What to do -> Return every line of the records that contains the word "bird", treating case as significant.

Pointing dataset excerpts ->
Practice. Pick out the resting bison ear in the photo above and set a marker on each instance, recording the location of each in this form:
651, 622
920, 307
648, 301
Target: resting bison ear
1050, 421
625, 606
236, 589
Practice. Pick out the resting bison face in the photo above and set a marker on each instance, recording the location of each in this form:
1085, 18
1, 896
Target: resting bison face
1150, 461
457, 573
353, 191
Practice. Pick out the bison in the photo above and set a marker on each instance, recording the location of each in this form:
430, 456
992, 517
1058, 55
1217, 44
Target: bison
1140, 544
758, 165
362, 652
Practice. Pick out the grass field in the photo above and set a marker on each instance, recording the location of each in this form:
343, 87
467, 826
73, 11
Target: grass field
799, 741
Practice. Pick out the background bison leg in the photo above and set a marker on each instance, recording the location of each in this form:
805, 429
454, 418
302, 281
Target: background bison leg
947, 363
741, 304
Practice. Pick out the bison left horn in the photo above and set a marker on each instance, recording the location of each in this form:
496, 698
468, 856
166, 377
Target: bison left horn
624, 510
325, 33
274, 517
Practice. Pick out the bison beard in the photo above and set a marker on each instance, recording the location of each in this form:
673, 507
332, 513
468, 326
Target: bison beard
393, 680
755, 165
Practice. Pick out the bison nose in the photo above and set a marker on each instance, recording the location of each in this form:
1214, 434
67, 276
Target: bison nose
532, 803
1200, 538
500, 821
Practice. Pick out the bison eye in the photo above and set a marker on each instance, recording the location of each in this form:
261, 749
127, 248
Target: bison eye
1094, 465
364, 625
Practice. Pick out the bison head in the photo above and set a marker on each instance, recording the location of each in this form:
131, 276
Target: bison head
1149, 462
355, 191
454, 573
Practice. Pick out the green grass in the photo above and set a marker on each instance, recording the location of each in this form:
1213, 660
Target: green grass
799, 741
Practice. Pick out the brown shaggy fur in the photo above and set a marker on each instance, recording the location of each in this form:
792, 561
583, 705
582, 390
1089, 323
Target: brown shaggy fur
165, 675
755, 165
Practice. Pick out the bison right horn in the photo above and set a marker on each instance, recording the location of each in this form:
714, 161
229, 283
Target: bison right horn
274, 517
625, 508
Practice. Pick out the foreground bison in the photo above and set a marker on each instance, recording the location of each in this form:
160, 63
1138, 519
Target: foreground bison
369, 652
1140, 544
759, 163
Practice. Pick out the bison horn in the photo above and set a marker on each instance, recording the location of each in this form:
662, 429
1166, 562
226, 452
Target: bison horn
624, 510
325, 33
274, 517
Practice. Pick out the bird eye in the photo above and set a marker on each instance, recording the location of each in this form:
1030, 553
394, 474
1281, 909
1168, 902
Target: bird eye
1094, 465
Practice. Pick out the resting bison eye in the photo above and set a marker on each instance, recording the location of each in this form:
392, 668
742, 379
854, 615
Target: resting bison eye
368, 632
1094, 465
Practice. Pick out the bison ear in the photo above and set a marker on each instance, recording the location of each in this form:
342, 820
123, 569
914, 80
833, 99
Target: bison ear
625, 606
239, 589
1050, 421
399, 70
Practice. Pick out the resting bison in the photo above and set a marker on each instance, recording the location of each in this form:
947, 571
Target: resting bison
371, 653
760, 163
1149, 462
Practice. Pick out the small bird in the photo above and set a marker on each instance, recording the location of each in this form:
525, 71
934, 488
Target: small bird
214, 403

--

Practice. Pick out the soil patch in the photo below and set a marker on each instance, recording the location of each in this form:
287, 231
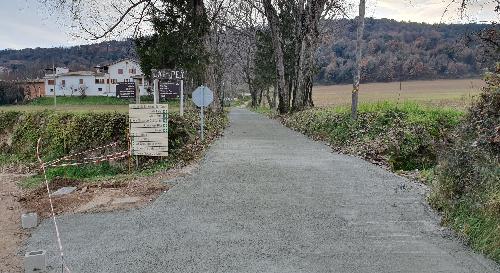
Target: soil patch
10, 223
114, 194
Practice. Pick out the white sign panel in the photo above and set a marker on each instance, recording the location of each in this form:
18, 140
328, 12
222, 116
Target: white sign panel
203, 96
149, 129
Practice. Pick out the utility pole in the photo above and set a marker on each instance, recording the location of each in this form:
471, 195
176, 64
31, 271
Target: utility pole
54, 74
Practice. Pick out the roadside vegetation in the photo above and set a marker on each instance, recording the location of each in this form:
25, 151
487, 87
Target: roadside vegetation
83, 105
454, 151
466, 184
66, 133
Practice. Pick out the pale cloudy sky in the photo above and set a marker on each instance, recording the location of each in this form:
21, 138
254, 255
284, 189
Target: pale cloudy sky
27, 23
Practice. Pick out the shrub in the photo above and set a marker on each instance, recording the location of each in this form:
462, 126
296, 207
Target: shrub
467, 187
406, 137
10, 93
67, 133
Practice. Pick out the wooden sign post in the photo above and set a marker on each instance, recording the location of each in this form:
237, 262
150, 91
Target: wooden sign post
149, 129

Exercise solution ->
Practice. Pick out the bird eye in the photo above and set a marker on each instance, recording the location of each in this form:
Target: bird eye
Practice. Pick out the small bird in the photo above and set a marker on each instance, recording the location of each in this form:
Target: small bird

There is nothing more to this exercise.